Jobs:
• a. Return each row below that contains the string "cabinet", copied in full. Case counts.
• b. Continue the passage on voids in 3D-printed carbon fiber composites, starting right after its last sentence.

A common printing defect in FFF of fiber-reinforced composites is the formation of voids [1,6,7]. However, the defects of the voids type contained in the filament are transformed into voids in the printed beads. Previous studies [1,6,7] have demonstrated that voids (triangular or different in shape) formed during FFF manufacturing will act as stress concentrators that will reduce the mechanical performance of the parts. Therefore, a thorough understanding of the structure and mechanics of FFF of carbon fiber composites is required. Based on the microstructure results for the four infill densities used in the manufacture of PAHT CF15 specimens by FFF technology, it can be mentioned that an increase in infill density leads to a decrease in the voids at the bead–bead interface. However, in specimens with a 100% infill density, the increase in interlayer defects (unbonding of layers or the appearance of cracks) is found. In the future, the authors intend to continue research in order to reduce the formation of interbeads and interlayer voids by decreasing the thickness of the deposited layer because a thinner layer could increase the adhesion between beads and layers, as well as mechanical properties, as mentioned in the studies presented in [7,12].

Records shown:
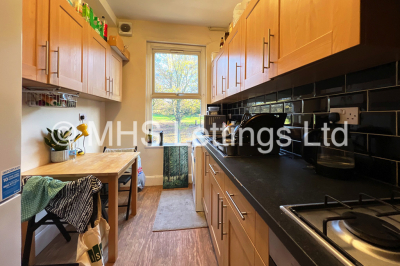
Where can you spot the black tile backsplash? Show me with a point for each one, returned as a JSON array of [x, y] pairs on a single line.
[[350, 100], [305, 91], [384, 99], [315, 105], [376, 77], [376, 140], [330, 86]]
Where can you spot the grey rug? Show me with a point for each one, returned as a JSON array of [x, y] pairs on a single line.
[[176, 211]]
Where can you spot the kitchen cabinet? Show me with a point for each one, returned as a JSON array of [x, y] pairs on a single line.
[[311, 30], [115, 76], [35, 44], [68, 47], [235, 70], [99, 81]]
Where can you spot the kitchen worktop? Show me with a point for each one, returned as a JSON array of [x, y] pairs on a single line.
[[268, 182]]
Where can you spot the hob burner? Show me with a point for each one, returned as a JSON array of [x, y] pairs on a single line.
[[372, 229]]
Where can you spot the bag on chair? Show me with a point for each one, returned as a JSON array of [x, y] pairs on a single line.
[[92, 242]]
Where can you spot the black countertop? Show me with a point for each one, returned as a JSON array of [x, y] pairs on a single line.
[[268, 182]]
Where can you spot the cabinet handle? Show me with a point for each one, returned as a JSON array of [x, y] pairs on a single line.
[[218, 223], [47, 58], [212, 169], [222, 219], [236, 207], [58, 62], [237, 83]]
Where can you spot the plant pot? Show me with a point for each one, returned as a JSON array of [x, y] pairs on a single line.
[[59, 156]]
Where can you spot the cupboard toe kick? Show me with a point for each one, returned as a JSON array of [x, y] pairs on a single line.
[[238, 233]]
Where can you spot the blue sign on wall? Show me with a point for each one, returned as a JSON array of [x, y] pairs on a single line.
[[10, 182]]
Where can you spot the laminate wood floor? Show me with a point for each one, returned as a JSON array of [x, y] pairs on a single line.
[[138, 245]]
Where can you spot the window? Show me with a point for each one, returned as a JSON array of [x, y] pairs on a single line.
[[176, 90]]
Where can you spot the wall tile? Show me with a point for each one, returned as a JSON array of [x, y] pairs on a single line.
[[384, 147], [315, 105], [330, 86], [385, 99], [293, 107], [277, 108], [376, 77], [378, 123], [269, 98], [298, 120], [285, 95], [349, 100], [305, 91]]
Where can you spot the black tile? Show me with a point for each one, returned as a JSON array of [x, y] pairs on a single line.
[[384, 147], [315, 105], [376, 77], [297, 147], [350, 100], [305, 91], [269, 98], [298, 120], [378, 123], [378, 169], [285, 95], [330, 86], [293, 107], [277, 108], [385, 99], [265, 109]]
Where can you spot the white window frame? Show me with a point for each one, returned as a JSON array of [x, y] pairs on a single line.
[[152, 48]]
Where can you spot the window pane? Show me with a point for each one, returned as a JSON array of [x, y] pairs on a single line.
[[176, 73], [178, 118]]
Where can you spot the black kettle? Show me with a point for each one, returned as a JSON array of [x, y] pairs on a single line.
[[328, 159]]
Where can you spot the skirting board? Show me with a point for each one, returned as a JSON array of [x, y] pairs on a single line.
[[156, 180]]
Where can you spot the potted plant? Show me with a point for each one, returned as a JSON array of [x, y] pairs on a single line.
[[58, 141]]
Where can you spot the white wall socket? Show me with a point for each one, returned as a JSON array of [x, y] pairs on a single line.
[[351, 115]]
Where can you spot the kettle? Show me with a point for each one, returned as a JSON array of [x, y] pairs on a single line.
[[332, 161]]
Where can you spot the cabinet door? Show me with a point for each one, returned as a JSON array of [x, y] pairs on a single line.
[[98, 65], [311, 30], [68, 47], [222, 64], [254, 38], [35, 28], [239, 251], [235, 71], [116, 76]]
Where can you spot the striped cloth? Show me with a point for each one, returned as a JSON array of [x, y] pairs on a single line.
[[74, 203]]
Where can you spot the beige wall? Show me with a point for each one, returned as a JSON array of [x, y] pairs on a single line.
[[35, 120], [133, 106]]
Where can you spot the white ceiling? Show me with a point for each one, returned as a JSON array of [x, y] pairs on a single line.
[[214, 13]]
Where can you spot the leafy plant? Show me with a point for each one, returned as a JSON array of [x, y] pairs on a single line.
[[58, 139]]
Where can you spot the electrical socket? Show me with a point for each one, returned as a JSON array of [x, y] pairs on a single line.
[[82, 116], [350, 114]]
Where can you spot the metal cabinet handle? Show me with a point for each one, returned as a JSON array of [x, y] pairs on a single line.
[[222, 219], [236, 207], [47, 57], [237, 83], [212, 169], [269, 51], [218, 223]]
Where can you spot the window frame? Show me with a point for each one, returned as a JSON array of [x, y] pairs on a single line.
[[152, 49]]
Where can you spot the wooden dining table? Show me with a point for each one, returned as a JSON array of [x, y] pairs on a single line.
[[107, 167]]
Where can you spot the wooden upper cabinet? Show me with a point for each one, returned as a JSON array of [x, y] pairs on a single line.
[[235, 69], [68, 47], [98, 65], [311, 30], [116, 76], [35, 23]]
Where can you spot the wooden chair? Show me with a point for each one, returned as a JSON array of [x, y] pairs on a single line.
[[124, 179]]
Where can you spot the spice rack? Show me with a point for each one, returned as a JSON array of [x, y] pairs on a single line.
[[49, 98]]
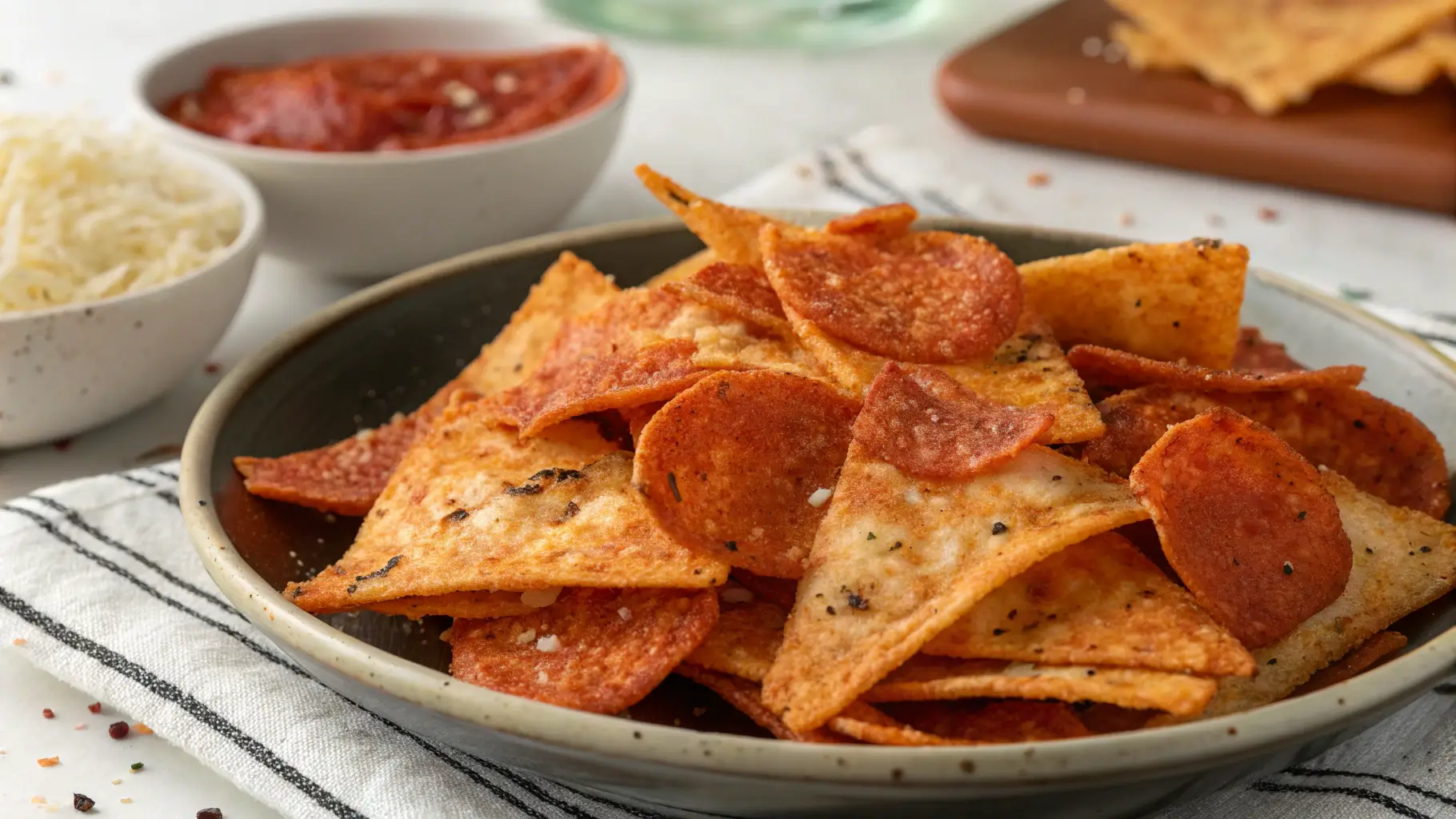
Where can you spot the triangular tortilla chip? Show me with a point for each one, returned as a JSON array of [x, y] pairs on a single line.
[[898, 561], [346, 477], [474, 508], [594, 649], [1165, 302], [1276, 54], [1402, 561], [730, 233], [1095, 602], [1027, 370], [941, 678]]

Outputs for the tasks:
• a.
Where can you spot the kitchen cabinet? Show me with a point for each one, returned as a JSON array of [x, y] pairs on a single line.
Where can you spot the cabinet handle? Show me with a point for each one, returned as a JSON array of [x, y] pairs on a single line.
Where can you spot the cabinet door? Show me with a point for each one, returned as a JSON array of [x, y] pairs on a single line.
Where can you spot the metal cabinet handle? Show me with a point for each one, returned as a JSON array of [x, y] pairs on a single line.
Where can you spot the wooden upper cabinet? Show me with a point for each one, returned as a JSON array of [x, y] pairs on a single line.

• b.
3.1.4. Thermal Behavior of Carbon Fiber PAHT Composite

Differential Scanning Calorimetry (DSC) was carried out to determine the effect of the processing conditions on the filament material as well as on the material deposited by the FFF process. Figure 8, Figure 9, Figure 10, Figure 11 and Figure 12 show the DSC curves obtained from the analyses both of the PAHT CF15 filament (Figure 8) and for the samples manufactured by FFF with the four infill densities (25%, 50%, 75%, and 100%, respectively) (Figure 9, Figure 10, Figure 11 and Figure 12). A comparison of the DSC curves highlighted the differences between their thermal characteristics. On the heating curves (red curves), all samples exhibited significant endothermic peaks due to melting (Tm). Melting temperature (Tm) is an important indicator in setting the printing temperature, and the values obtained (Table 5 and Table 6) are close to those mentioned by the filament manufacturer (Table 4), the maximum difference being 2.5 °C in the case of samples with an infill density of 100%. In addition, melting peaks are characteristic of semi-crystalline materials and indicate that the structure of the samples is crystalline (melting of the crystalline structure).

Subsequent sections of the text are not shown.